GIVEN TASK ▸
Write out the records again, exactly, leaving none out.
# THE RECORDS start
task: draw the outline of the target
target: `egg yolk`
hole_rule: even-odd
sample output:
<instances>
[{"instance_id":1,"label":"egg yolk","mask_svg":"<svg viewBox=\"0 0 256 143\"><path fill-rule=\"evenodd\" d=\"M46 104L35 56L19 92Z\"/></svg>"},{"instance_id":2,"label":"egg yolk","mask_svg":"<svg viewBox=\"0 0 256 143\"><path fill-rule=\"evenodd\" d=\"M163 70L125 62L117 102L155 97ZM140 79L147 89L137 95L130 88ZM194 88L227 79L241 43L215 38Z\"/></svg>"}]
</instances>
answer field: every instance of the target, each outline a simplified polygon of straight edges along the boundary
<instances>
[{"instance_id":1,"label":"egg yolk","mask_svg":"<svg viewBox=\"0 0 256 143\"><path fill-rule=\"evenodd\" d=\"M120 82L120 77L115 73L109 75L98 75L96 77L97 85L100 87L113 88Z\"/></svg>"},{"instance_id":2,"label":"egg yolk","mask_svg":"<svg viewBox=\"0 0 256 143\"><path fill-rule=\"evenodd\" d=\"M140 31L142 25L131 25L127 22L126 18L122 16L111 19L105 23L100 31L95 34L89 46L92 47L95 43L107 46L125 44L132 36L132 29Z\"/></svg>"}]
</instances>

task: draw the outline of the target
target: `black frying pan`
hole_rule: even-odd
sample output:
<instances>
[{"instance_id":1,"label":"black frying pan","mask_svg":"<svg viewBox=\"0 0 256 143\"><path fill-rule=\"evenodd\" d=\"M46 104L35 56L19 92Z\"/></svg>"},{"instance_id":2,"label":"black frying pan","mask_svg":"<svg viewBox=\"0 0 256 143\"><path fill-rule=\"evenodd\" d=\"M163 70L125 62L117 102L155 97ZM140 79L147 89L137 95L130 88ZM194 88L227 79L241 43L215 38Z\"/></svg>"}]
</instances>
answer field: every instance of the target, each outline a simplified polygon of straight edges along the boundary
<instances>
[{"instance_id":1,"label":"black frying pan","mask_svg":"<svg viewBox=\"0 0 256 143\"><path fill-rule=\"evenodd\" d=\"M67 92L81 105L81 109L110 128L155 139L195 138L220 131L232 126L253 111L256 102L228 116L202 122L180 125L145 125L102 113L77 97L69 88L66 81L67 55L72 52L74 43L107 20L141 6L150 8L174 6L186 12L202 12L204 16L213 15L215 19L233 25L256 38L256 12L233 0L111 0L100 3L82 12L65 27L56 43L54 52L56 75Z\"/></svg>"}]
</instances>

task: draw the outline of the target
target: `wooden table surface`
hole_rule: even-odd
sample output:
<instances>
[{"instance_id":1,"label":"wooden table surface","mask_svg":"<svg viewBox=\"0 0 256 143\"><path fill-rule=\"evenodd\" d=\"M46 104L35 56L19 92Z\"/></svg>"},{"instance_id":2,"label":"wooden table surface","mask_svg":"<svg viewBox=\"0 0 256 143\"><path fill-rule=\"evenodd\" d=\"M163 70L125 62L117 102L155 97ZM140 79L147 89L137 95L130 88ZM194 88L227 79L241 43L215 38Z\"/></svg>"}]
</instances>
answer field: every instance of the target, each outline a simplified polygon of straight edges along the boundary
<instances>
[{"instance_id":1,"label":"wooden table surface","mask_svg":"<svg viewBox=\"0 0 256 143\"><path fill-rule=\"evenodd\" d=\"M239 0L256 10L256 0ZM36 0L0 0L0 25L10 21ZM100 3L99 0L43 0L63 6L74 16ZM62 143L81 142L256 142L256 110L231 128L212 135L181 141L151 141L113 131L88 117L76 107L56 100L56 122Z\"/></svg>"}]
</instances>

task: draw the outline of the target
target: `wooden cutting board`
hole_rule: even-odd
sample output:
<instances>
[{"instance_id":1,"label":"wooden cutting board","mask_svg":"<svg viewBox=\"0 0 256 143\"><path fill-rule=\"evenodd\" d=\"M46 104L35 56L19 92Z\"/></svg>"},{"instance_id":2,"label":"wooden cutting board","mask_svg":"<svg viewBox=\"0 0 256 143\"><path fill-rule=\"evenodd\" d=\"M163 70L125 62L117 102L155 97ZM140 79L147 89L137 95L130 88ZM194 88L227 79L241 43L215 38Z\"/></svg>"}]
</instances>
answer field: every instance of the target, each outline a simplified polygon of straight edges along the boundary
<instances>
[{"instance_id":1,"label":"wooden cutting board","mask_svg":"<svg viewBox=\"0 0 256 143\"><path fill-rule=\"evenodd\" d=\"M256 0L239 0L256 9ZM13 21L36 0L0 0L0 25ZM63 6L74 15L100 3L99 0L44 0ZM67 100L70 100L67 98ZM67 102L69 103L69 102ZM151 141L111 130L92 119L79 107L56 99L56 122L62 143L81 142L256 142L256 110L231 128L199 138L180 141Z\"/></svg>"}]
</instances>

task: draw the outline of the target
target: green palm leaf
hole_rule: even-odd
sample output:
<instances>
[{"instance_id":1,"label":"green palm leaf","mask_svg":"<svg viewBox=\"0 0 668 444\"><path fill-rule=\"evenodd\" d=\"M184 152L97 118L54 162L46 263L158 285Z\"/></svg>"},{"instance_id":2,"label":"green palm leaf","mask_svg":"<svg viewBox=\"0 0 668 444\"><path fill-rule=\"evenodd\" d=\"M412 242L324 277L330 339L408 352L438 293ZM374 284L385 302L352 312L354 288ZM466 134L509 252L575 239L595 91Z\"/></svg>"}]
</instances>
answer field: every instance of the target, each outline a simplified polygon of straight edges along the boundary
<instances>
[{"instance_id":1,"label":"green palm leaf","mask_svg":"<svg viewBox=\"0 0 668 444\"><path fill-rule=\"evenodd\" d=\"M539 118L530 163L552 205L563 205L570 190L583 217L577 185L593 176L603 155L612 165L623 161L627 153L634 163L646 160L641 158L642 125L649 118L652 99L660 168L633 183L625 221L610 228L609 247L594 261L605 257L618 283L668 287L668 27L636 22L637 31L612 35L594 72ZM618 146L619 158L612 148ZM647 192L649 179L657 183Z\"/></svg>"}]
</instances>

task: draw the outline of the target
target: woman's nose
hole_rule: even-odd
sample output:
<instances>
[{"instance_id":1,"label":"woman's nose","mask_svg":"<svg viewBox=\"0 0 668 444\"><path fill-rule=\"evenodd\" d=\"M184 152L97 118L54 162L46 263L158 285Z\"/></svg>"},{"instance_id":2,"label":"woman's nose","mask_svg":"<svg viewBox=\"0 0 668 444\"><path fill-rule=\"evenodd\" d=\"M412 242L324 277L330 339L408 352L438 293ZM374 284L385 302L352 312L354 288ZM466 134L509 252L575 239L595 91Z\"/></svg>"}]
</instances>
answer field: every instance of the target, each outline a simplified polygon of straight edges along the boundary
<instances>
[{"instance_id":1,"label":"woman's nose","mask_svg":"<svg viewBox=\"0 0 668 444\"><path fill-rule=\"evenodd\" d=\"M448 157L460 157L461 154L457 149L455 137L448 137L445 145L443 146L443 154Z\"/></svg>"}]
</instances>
# THE RECORDS end
TASK OUTPUT ▸
task: draw the outline of the target
target: `egg yolk`
hole_rule: even-odd
sample output:
<instances>
[{"instance_id":1,"label":"egg yolk","mask_svg":"<svg viewBox=\"0 0 256 143\"><path fill-rule=\"evenodd\" d=\"M46 104L35 56L19 92Z\"/></svg>"},{"instance_id":2,"label":"egg yolk","mask_svg":"<svg viewBox=\"0 0 256 143\"><path fill-rule=\"evenodd\" d=\"M163 70L125 62L117 102L155 97ZM140 79L147 89L137 95L130 88ZM194 88L227 79L241 43L215 38Z\"/></svg>"}]
</instances>
answer field: every instance of the target, each outline a simplified polygon of straight edges along the boundary
<instances>
[{"instance_id":1,"label":"egg yolk","mask_svg":"<svg viewBox=\"0 0 256 143\"><path fill-rule=\"evenodd\" d=\"M120 82L120 77L115 73L109 75L98 75L96 77L97 85L100 87L113 88Z\"/></svg>"},{"instance_id":2,"label":"egg yolk","mask_svg":"<svg viewBox=\"0 0 256 143\"><path fill-rule=\"evenodd\" d=\"M140 31L142 25L131 25L127 22L126 18L122 16L111 19L105 23L100 31L95 34L89 46L92 47L95 43L107 46L125 44L132 36L132 29Z\"/></svg>"}]
</instances>

task: draw the outline of the target
target: `black frying pan`
hole_rule: even-odd
sample output:
<instances>
[{"instance_id":1,"label":"black frying pan","mask_svg":"<svg viewBox=\"0 0 256 143\"><path fill-rule=\"evenodd\" d=\"M46 104L35 56L19 92Z\"/></svg>"},{"instance_id":2,"label":"black frying pan","mask_svg":"<svg viewBox=\"0 0 256 143\"><path fill-rule=\"evenodd\" d=\"M163 70L125 62L117 102L155 97ZM140 79L147 89L137 95L130 88ZM194 88L227 79L241 43L215 38Z\"/></svg>"}]
</instances>
answer field: every instance of the target, each outline a simplified polygon of straight edges along the boundary
<instances>
[{"instance_id":1,"label":"black frying pan","mask_svg":"<svg viewBox=\"0 0 256 143\"><path fill-rule=\"evenodd\" d=\"M67 92L81 105L81 109L110 128L155 139L195 138L220 131L232 126L253 111L256 102L228 116L202 122L180 125L145 125L102 113L77 97L69 88L66 81L67 55L72 52L74 43L107 20L141 6L150 8L174 6L186 12L202 12L204 16L213 15L215 19L233 25L256 38L256 12L233 0L111 0L100 3L82 12L65 27L56 43L54 52L56 75Z\"/></svg>"}]
</instances>

task: draw the outline of the target
target: `wooden table surface`
hole_rule: even-odd
sample output:
<instances>
[{"instance_id":1,"label":"wooden table surface","mask_svg":"<svg viewBox=\"0 0 256 143\"><path fill-rule=\"evenodd\" d=\"M46 104L35 56L19 92Z\"/></svg>"},{"instance_id":2,"label":"wooden table surface","mask_svg":"<svg viewBox=\"0 0 256 143\"><path fill-rule=\"evenodd\" d=\"M163 70L125 62L117 102L155 97ZM140 79L147 89L137 95L130 88ZM194 88L227 79L241 43L215 38Z\"/></svg>"}]
</instances>
answer field: every instance of the target, each outline a simplified polygon of straight edges along the boundary
<instances>
[{"instance_id":1,"label":"wooden table surface","mask_svg":"<svg viewBox=\"0 0 256 143\"><path fill-rule=\"evenodd\" d=\"M239 0L256 10L256 0ZM36 0L0 0L0 25L10 21ZM100 3L99 0L43 0L63 6L74 16ZM62 143L81 142L256 142L256 110L231 128L212 135L181 141L151 141L113 131L88 117L76 107L56 100L56 122Z\"/></svg>"}]
</instances>

task: draw the outline of the target
target: `wooden cutting board`
hole_rule: even-odd
sample output:
<instances>
[{"instance_id":1,"label":"wooden cutting board","mask_svg":"<svg viewBox=\"0 0 256 143\"><path fill-rule=\"evenodd\" d=\"M46 104L35 56L19 92Z\"/></svg>"},{"instance_id":2,"label":"wooden cutting board","mask_svg":"<svg viewBox=\"0 0 256 143\"><path fill-rule=\"evenodd\" d=\"M163 70L125 62L117 102L155 97ZM140 79L147 89L137 95L130 88ZM194 88L227 79L241 43L215 38Z\"/></svg>"}]
</instances>
answer field: every instance of the target, each outline a simplified polygon of straight edges along the boundary
<instances>
[{"instance_id":1,"label":"wooden cutting board","mask_svg":"<svg viewBox=\"0 0 256 143\"><path fill-rule=\"evenodd\" d=\"M256 0L239 0L256 9ZM13 21L36 0L0 0L0 25ZM63 6L74 15L100 3L99 0L44 0ZM67 100L70 100L67 98ZM67 102L69 103L69 102ZM151 141L111 130L92 119L79 107L56 99L56 122L62 143L81 142L256 142L256 110L231 128L199 138L180 141Z\"/></svg>"}]
</instances>

task: draw the outline of the target
target: green palm leaf
hole_rule: even-odd
sample output:
<instances>
[{"instance_id":1,"label":"green palm leaf","mask_svg":"<svg viewBox=\"0 0 668 444\"><path fill-rule=\"evenodd\" d=\"M184 152L97 118L54 162L46 263L158 285Z\"/></svg>"},{"instance_id":2,"label":"green palm leaf","mask_svg":"<svg viewBox=\"0 0 668 444\"><path fill-rule=\"evenodd\" d=\"M412 242L324 277L330 339L408 352L438 293ZM374 284L385 302L352 312L354 288ZM466 134L509 252L575 239L595 91Z\"/></svg>"}]
</instances>
answer field: every instance of the target, each outline a simplified polygon of straight edges along the boundary
<instances>
[{"instance_id":1,"label":"green palm leaf","mask_svg":"<svg viewBox=\"0 0 668 444\"><path fill-rule=\"evenodd\" d=\"M539 118L530 163L552 205L563 205L570 190L583 217L577 185L593 176L603 155L612 165L623 161L627 153L634 163L646 160L641 158L642 125L649 118L652 99L660 168L633 183L625 221L610 228L609 247L594 261L605 257L618 283L668 287L668 27L636 22L637 31L612 35L594 72ZM618 146L619 158L612 148ZM647 192L649 179L657 183Z\"/></svg>"}]
</instances>

task: draw the outline of the target
target: woman's nose
hole_rule: even-odd
sample output:
<instances>
[{"instance_id":1,"label":"woman's nose","mask_svg":"<svg viewBox=\"0 0 668 444\"><path fill-rule=\"evenodd\" d=\"M184 152L97 118L54 162L46 263L158 285Z\"/></svg>"},{"instance_id":2,"label":"woman's nose","mask_svg":"<svg viewBox=\"0 0 668 444\"><path fill-rule=\"evenodd\" d=\"M412 242L324 277L330 339L408 352L438 293ZM374 284L385 302L352 312L354 288ZM466 134L509 252L575 239L595 91Z\"/></svg>"}]
</instances>
answer field: every instance of the target, each outline a simplified polygon of straight edges along the boundary
<instances>
[{"instance_id":1,"label":"woman's nose","mask_svg":"<svg viewBox=\"0 0 668 444\"><path fill-rule=\"evenodd\" d=\"M448 157L460 157L461 154L457 149L455 137L448 137L445 145L443 146L443 154Z\"/></svg>"}]
</instances>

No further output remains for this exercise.